* **SOAL YANG DIBERIKAN 1**
Salin ulang tanpa perubahan baris-baris data di bawah, mulai dari baris yang memuat "Where in the photo above can the green grass" sampai dengan baris terakhir data, dan ikut sertakan kedua baris ujungnya.
---------- KUTIPAN HALAMAN ----------
Terdapat sejumlah teori belajar (Forrester & Jantzie, 2003;
Gardner, 1993); Glasser, 1990; Kolb, 1984; Sylvester, 1993). Forrester dan Jantzie (2003) mengklasifikasikan teori belajar ke dalam dua kategori: Konstruktivism dan Behaviorism. Dimana para behaviorist mencari modifikasi perilaku manusia yang dapat diamati melalui pengkondisian, para ahli teori belajar konstruktivistik lebih terfokus pada motivasi dan kemampuan manusia mengkonstruksi belajar untuk dirinya.
6
Konstruktivism termasuk ke dalam kategori teori belajar kognitif yang lebih banyak digunakan untuk membantu memahami bagaimana kita dapat mendidik secara lebih efektif. Konstruktivism mendorong terjadinya pertanyaan terbuka dan dialog yang lebih luas diantara peserta didik. Dari Piaget kita belajar peran kritis bahwa pengalaman atau interaksi dengan lingkungan merupakan bermain dalam belajar. Para ahli neuroscience menganjurkan pembelajaran yang mengembangkan berpikir kompleks (Sylvester, 1993). Para ahli teori gaya belajar mengarahkan kepada kita untuk merancang pembelajaran yang menggunakan kombinansi pengalaman yang bervariasi, refleksi, konseptualisasi, dan eksperimentasi (Kolb, 1984). Gardner (1993) telah menginformasikan kepada kita mengenai perlunya menunjukkan semua intelegensi. Disamping itu para ahli teori kontrol juga menekankan perlunya menawarkan pembelajaran yang relevan dengan kebutuhan peserta didik (Glasser, 1990). Para ahli teori kognitif mengajurkan interaksi, mengakhiri pertanyaan terbuka, berpikir kompleks, pengalaman dan eksperimentasi di dalam pembelajaran.
----------
* **SOAL YANG DIBERIKAN 2**
Jawablah pertanyaan berikut berdasarkan kutipan halaman tentang teori belajar di atas, dan beri tiap jawaban tanda yang sama dengan pertanyaannya.
(a) Ke dalam dua kategori apa Forrester dan Jantzie (2003) mengklasifikasikan teori belajar?
(b) Pembelajaran seperti apa yang dianjurkan para ahli neuroscience menurut Sylvester (1993)?
(c) Siapa yang dirujuk untuk penekanan para ahli teori kontrol bahwa pembelajaran perlu relevan dengan kebutuhan peserta didik?
---------- BAHAN UNTUK DIOLAH ----------
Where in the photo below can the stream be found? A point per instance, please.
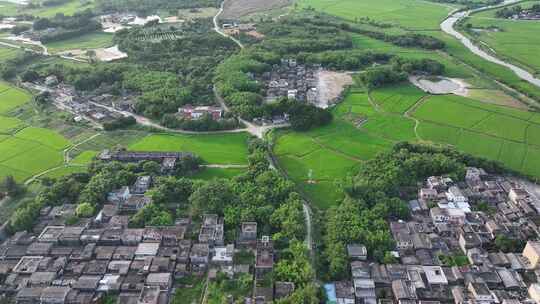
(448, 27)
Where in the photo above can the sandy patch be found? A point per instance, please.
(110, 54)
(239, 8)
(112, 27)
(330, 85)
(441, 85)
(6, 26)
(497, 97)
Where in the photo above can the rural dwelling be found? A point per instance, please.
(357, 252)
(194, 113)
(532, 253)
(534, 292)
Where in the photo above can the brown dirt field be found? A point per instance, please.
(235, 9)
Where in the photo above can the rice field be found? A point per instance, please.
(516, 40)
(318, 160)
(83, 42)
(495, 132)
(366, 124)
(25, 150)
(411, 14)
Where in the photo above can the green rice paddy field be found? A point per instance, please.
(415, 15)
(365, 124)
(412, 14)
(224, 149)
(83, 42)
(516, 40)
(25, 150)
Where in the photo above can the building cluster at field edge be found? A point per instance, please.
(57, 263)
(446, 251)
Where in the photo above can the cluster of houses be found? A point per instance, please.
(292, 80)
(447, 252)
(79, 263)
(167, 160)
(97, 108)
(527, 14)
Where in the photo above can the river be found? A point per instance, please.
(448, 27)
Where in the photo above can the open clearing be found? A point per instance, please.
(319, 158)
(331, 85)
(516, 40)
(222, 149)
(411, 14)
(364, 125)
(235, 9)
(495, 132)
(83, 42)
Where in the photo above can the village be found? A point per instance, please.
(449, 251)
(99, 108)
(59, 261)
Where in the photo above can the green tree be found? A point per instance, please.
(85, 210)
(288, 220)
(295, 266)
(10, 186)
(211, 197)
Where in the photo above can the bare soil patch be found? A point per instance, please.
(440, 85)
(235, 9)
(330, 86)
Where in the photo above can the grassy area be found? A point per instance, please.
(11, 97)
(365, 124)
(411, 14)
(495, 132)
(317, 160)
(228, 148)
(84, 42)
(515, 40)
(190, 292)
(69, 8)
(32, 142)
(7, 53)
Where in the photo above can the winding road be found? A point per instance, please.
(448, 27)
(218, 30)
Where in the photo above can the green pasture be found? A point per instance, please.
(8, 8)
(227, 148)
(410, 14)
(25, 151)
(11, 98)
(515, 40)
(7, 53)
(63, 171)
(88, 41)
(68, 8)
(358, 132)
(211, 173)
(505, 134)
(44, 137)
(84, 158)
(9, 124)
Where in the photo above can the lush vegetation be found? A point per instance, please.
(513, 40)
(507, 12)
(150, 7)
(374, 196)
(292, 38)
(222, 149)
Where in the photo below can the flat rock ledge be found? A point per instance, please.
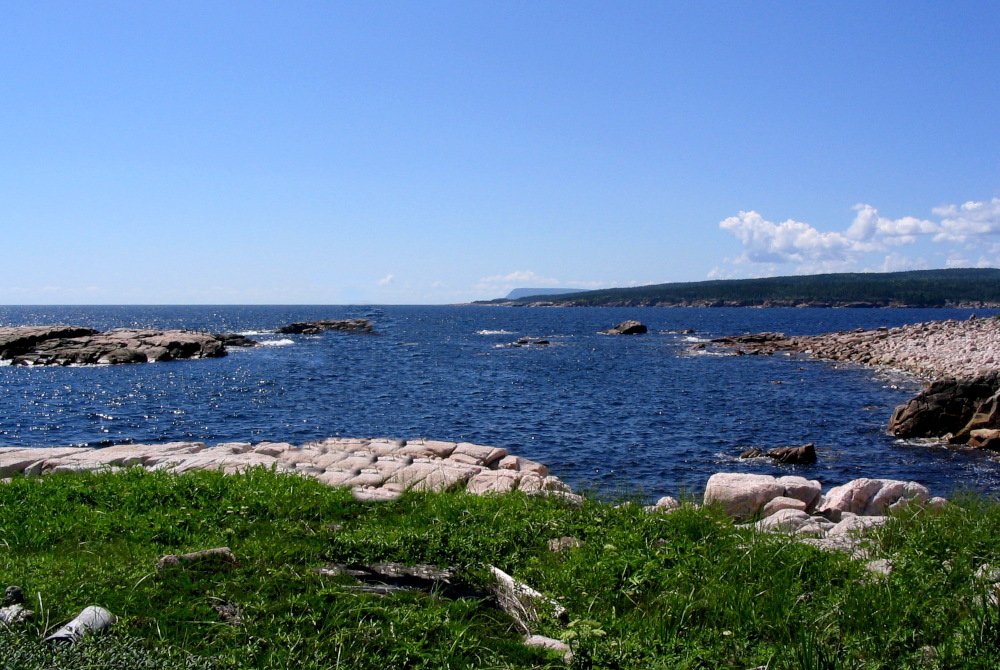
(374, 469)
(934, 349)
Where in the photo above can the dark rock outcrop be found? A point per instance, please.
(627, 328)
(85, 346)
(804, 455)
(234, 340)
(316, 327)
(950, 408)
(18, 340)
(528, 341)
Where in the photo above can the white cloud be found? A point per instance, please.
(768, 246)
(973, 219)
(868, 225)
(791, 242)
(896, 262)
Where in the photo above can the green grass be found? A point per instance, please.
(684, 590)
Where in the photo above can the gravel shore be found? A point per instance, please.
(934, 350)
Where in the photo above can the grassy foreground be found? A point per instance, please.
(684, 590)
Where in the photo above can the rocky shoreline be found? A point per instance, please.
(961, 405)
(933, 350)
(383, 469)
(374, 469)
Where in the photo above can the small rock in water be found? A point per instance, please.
----------
* **JAWABAN YANG BENAR 1**
Where in the photo above can the green grass be found? A point per instance, please.
(684, 590)
Where in the photo above can the gravel shore be found? A point per instance, please.
(934, 350)
Where in the photo above can the grassy foreground be found? A point per instance, please.
(684, 590)
Where in the photo above can the rocky shoreline be found? A point per instance, please.
(961, 405)
(933, 350)
(383, 469)
(374, 469)
Where in the photo above can the small rock in water be found? A point per instance, please.

* **JAWABAN YANG BENAR 2**
(a) Konstruktivism dan Behaviorism.
(b) Pembelajaran yang mengembangkan berpikir kompleks.
(c) Glasser (1990).